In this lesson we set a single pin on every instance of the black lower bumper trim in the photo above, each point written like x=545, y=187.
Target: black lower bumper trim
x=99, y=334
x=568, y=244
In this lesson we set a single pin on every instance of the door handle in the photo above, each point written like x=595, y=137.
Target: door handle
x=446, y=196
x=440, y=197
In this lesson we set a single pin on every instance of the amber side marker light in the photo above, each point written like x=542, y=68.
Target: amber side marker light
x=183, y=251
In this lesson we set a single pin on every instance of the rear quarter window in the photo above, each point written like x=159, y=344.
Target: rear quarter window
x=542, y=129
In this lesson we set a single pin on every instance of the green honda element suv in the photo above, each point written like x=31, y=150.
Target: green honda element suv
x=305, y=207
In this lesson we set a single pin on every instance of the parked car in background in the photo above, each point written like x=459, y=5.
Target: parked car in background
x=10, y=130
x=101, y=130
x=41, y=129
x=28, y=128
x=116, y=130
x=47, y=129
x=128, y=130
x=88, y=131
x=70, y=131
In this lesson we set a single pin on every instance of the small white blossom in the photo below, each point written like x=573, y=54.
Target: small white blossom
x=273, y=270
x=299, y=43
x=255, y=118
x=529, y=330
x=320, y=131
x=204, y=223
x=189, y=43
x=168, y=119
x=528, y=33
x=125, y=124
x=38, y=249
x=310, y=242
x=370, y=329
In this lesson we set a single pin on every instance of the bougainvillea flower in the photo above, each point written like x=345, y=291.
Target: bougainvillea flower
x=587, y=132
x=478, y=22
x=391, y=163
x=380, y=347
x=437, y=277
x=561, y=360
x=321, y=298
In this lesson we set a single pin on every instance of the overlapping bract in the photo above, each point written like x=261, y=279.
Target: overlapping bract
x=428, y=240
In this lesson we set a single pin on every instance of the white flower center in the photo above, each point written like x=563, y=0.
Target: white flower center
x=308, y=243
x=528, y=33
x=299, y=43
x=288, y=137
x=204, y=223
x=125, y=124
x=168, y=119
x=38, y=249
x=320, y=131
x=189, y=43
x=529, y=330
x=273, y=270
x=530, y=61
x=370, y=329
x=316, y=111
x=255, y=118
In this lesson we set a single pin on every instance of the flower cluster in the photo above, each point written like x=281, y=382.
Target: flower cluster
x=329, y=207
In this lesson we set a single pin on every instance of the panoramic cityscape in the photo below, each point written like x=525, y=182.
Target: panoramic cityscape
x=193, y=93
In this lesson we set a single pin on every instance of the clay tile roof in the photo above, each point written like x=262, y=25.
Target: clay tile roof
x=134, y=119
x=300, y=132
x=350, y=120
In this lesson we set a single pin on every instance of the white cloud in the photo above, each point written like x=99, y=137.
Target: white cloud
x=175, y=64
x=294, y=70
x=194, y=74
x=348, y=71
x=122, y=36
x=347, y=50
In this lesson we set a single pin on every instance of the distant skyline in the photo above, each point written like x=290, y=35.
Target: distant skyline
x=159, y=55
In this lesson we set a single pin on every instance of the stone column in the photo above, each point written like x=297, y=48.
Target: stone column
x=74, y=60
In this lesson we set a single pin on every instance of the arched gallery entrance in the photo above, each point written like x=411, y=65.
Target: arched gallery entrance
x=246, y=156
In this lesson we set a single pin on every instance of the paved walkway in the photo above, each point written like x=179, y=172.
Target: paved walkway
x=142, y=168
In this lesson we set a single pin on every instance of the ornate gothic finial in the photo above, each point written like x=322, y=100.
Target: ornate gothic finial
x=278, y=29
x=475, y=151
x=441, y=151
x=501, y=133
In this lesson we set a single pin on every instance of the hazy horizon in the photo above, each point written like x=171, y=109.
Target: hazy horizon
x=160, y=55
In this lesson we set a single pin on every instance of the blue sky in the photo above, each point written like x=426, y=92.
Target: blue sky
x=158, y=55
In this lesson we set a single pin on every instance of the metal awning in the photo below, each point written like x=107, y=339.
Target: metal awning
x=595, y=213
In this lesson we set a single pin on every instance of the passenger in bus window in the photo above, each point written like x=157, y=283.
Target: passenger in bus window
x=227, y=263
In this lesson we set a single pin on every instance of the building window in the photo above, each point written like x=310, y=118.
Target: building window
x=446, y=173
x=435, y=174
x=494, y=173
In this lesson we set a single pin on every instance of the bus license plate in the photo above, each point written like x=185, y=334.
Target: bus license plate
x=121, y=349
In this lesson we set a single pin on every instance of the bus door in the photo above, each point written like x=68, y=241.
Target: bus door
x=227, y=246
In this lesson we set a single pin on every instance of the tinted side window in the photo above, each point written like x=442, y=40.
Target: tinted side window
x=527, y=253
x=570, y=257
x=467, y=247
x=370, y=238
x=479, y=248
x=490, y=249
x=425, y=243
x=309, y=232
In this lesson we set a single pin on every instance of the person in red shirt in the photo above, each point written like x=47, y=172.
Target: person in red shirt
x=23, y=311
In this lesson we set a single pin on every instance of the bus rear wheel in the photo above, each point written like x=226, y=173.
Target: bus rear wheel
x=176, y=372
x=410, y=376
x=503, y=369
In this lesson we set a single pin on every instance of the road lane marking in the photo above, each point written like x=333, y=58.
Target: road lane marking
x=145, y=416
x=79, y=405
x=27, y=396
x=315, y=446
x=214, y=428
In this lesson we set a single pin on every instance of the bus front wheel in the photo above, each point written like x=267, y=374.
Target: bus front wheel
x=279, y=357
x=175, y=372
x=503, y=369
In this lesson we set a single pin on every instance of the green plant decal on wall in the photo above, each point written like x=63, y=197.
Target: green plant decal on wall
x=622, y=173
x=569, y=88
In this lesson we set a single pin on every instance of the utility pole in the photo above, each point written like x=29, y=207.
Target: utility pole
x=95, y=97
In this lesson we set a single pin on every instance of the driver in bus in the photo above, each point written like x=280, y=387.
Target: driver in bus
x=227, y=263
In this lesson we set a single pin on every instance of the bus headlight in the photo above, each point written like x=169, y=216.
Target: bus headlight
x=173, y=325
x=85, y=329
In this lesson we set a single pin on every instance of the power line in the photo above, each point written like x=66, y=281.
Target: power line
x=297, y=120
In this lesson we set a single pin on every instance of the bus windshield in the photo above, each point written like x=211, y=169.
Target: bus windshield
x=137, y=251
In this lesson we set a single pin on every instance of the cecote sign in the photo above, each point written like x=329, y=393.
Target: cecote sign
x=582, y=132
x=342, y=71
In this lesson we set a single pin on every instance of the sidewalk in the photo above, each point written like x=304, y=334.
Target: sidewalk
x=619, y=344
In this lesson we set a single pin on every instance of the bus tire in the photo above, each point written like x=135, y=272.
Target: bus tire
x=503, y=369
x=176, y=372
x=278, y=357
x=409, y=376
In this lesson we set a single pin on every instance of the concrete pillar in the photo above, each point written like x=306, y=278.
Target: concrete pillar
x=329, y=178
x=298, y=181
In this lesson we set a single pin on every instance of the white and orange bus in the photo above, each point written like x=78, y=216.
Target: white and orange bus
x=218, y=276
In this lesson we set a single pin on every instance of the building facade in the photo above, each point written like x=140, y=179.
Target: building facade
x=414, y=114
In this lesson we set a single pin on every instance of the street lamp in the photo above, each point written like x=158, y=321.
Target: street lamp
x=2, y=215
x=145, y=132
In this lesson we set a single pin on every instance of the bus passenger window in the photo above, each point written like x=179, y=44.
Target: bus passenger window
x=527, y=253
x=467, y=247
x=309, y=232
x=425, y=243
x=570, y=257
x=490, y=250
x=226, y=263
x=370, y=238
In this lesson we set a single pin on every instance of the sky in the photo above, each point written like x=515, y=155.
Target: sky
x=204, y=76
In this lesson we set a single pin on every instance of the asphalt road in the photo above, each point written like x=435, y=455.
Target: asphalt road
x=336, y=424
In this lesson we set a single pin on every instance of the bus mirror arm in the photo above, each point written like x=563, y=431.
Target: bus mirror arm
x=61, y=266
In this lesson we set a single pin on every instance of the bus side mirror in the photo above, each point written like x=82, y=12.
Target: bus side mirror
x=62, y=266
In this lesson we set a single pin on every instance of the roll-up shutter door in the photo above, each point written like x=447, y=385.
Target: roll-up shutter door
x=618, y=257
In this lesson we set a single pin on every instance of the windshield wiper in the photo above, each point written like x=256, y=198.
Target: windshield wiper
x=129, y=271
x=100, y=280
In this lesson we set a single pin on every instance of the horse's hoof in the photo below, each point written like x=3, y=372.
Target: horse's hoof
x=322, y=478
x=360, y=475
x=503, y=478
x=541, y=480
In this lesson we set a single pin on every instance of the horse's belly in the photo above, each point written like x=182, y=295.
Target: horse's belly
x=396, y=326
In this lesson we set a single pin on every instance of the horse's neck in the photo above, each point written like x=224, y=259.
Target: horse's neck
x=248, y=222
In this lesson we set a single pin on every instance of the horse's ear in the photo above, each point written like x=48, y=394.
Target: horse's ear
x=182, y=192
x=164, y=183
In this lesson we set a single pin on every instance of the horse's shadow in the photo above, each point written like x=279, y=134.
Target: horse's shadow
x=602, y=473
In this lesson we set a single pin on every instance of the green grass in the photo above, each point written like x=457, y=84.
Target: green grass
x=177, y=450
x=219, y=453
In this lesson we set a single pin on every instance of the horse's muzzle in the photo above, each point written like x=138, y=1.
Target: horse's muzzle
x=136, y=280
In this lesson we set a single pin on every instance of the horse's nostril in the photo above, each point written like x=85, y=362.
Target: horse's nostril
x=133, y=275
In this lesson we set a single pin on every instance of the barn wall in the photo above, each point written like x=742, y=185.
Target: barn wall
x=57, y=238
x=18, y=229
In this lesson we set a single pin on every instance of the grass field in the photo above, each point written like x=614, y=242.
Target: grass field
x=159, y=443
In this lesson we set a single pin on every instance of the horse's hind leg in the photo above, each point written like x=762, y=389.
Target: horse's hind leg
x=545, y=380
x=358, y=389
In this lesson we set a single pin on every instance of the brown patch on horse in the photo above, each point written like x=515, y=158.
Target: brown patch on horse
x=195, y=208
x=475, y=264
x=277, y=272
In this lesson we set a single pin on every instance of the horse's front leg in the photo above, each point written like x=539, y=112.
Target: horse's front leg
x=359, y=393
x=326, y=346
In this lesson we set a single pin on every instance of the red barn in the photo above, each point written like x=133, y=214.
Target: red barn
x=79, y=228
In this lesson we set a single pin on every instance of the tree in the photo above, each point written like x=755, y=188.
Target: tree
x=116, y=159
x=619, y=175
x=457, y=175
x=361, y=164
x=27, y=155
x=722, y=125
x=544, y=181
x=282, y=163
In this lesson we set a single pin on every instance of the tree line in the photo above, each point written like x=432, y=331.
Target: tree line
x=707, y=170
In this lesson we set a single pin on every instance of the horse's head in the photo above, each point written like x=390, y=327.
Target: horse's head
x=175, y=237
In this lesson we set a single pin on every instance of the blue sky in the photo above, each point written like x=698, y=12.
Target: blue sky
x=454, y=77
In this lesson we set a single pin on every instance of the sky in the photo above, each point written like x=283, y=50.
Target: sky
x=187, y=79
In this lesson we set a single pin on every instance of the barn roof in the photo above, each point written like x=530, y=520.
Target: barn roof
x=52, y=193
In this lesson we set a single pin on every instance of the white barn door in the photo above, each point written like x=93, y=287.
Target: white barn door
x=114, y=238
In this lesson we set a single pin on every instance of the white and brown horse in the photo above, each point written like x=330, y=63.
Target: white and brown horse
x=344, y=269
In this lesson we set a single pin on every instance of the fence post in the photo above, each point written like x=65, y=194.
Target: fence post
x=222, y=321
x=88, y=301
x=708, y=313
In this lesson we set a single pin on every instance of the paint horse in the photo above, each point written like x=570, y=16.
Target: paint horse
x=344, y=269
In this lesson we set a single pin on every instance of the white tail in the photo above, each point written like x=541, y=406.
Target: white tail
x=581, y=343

### WRITTEN TASK
Reproduce the entries from the line containing "like x=390, y=327." through the line containing "x=454, y=77", putting "exercise" wherever "lesson" occurs and keeping everything else the same.

### TASK OUTPUT
In this exercise we set a single pin on every instance of the horse's head in the photo above, each point written like x=390, y=327.
Target: horse's head
x=175, y=237
In this exercise we set a single pin on every instance of the blue sky in the photo above, each point written like x=698, y=12.
Target: blue sky
x=454, y=77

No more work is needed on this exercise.